- [原文摘录]
•••••
蚊帐有个大洞,蚊子可以长驱直入了,如何是好?新做一顶蚊帐几乎是不可能的,且不说没有那个经济,即是有钱也没有布票。无奈,我找来几张报纸,将报披挂在被烧的洞口,然后用大头针将报纸别在蚊帐上。蚊子暂时是没有办法进来了,但是,蚊帐内的温度却更高了。此事给时任场部管理员的陈立保知道了,他亲自带我到农场招待所陈泽六那儿,翻出报废的破蚊帐,从中剪下了一幅比较完整的纱布,又请裁缝帮助接在我的蚊帐上,虽然顔色不同,但总算又有了一顶完整的单人蚊帐了。于是,我也有幸认识了他。

陈立保当年在农场,是属于级别较高的领导干部,仅次于书记刘长明、场长刘学良等人。然而,他丝毫没有领导者的架子。在我最困难的时候,他曾给了我希望、给了我信心。那是,他调七大队担任支部书记的时候,在我最为痛苦最为傍徨的时候,他给了我当时政治气候下常人不可能给予的关怀。他让我帮助搞宣传,对我非常信任。他明明可以住在大队办公室,但他却坚持要与我同住一个宿舍。当时我的宿舍在大队部的河对面,房屋的条件极为简陋,他没有嫌弃我,我感到了温暖。

他特别爱学习,一张简易的学桌案头总是摆放着很多政治书籍。然而,在这些政治书籍下面藏着几本天天必看的农副业技术。他每天天不亮就起身读书,还规定我与他同时起身并指定我那天看完那一本书。当时唯一的照明,就是办公桌上放着的一盏罩子灯,灯罩与灯体都是用玻璃做成的,那样子与马灯一样的精巧、别致,灯体里是略微发黄的煤油,一根白白的灯捻子坚插在里面,玻璃灯罩上下小,中间鼓,大大的。我每天都认真地将灯罩擦得雪亮,好让他晚上看书尽量清楚一点。陈立保每天晚上回来很迟,我总是将他的草席用清水擦一擦,将蚊帐里的蚊子驱净,放下帐门并压在席子底下。这并不是我对陈立保刻意的讨好,而是感觉到真的就是与自己的父亲住在一起。我小小年纪下放,几乎没有享受过父爱,所以,自然而然地将这份感情在陈立保面前尽情的表露。
•••••
数据集条目:
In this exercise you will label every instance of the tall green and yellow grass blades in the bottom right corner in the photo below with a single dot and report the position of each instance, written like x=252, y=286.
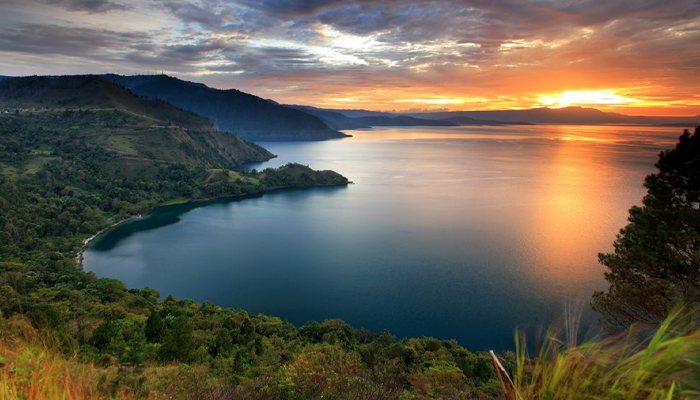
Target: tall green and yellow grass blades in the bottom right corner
x=659, y=365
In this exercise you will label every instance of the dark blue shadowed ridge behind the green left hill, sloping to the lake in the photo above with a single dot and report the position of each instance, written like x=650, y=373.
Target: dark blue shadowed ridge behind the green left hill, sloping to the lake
x=251, y=117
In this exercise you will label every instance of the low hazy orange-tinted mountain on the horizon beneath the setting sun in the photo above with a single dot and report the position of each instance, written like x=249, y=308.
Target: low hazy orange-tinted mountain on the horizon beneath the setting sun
x=568, y=115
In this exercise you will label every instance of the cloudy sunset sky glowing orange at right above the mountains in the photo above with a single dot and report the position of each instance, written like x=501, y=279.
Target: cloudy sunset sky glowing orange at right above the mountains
x=635, y=57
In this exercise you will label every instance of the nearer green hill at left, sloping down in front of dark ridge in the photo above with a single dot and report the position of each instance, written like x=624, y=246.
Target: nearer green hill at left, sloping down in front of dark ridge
x=97, y=111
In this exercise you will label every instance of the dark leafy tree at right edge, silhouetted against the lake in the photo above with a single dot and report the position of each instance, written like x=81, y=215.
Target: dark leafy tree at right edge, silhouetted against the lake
x=656, y=263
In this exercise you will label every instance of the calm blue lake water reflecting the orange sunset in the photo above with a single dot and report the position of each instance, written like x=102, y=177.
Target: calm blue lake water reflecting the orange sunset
x=463, y=233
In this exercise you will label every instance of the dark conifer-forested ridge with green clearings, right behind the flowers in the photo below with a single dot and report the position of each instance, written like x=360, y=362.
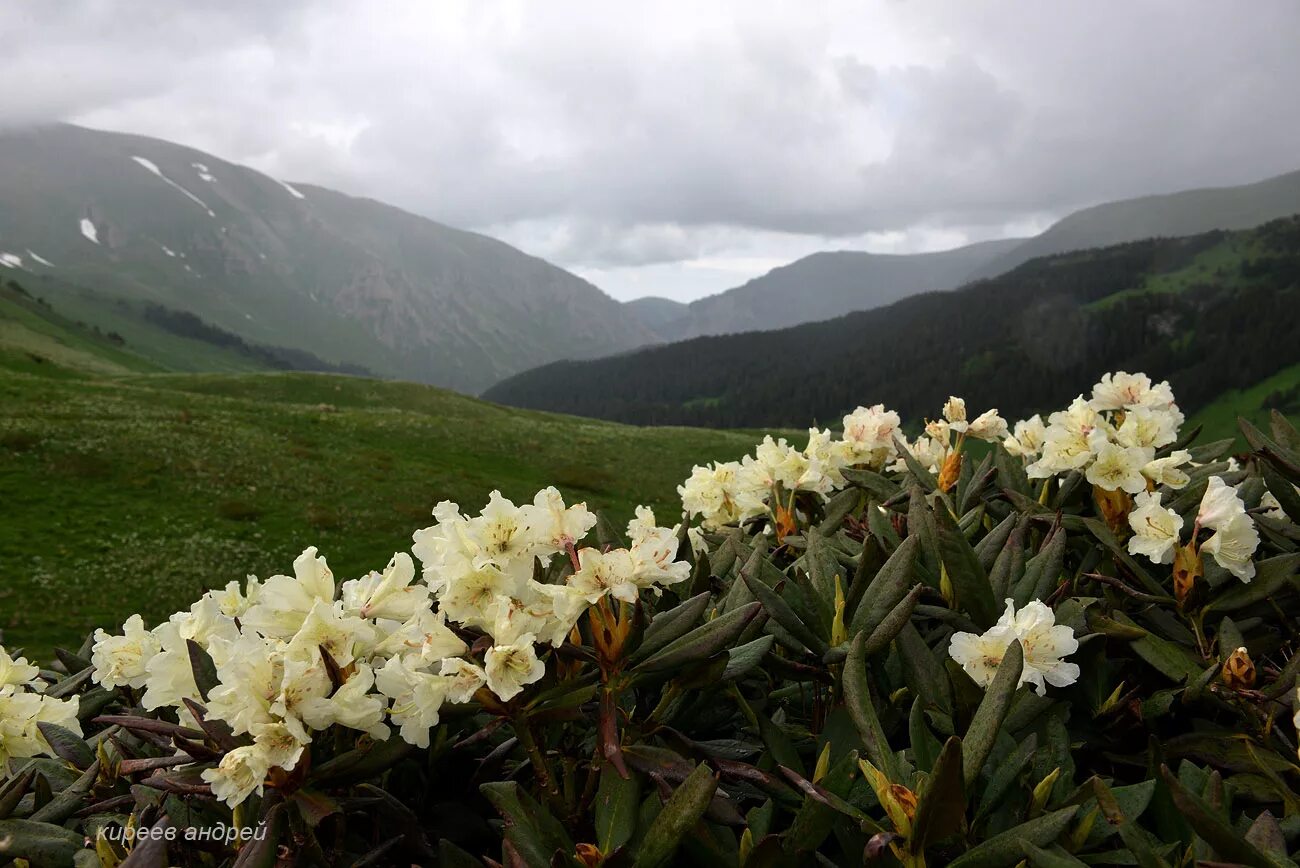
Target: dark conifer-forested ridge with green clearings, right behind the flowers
x=1212, y=313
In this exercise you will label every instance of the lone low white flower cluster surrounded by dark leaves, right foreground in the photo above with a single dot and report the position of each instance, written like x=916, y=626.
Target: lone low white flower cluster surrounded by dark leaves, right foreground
x=1043, y=641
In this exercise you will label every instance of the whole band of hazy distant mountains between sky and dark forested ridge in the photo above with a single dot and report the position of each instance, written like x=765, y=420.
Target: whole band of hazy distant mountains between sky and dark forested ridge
x=119, y=229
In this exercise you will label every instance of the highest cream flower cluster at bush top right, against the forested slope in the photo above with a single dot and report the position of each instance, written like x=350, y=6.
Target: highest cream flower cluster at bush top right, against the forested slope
x=1112, y=439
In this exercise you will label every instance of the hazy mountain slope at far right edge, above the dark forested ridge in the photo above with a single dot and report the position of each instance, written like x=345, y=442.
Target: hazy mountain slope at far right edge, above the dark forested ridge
x=1181, y=214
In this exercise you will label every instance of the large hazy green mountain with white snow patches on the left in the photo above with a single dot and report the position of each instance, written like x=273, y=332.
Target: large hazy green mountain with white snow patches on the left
x=352, y=281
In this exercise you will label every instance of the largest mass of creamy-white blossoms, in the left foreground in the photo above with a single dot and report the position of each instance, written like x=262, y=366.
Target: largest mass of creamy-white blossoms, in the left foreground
x=297, y=656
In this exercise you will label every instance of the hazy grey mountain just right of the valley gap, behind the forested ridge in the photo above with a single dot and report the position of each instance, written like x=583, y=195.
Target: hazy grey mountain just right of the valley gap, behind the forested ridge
x=829, y=285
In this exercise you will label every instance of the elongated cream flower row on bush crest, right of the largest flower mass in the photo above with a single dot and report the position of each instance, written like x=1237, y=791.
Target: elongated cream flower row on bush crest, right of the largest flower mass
•••••
- [操作要求 A]
列出回忆陈立保的短文中出现的全部人名。
- [操作要求 B]
从回忆陈立保的短文的最后一句之后接着写下去。

- [练习答案 A]
陈立保、陈泽六、刘长明、刘学良

- [练习答案 B]
正如有些知青所说,古铜色脸庞是陈立保的特点,正是这脸庞体现出他爱憎分明、嫉恶如仇的性格。他喜欢实干的人、不喜欢拈花惹草的小聪明,在他面前千万不能搞花花肠子。他在七大队培养的几个骨干都是实干家,如四队的队长王初洪、妇女主任朱明荣、机耕队的殷鼎喜等。客观的讲,作为带有政治符号的人物,某些人物似乎并不是十分理想,但是从而也反映出陈的用人思想。他喜欢一个人不会与你弄虚作假;但,不喜欢一个人时也丝毫不会跟你客气。对弱者他深表同情,也会帮助。张殿良是他在一分场培养出的后备苗子,在七大队任他的助手担任副支书,那时张的孩子小,生活比较困难,我亲眼看见陈立保从自己的工资中抽出部分支持了他。复员军人Y某,回七大队时,在四周不靠的土墩子小学代课,稀里糊涂地将一个扬州女知青的肚子搞大了,Y某有点惊慌,那毕竟是一根高压线啊。他找到陈立保,陈立保虽怒其不争,但还是征求了女孩子的意见,做了工作,最后,简单地叫Y某张罗了一下,就将那女孩的铺板搬回家,成就了一段烟缘,化解了一场危机。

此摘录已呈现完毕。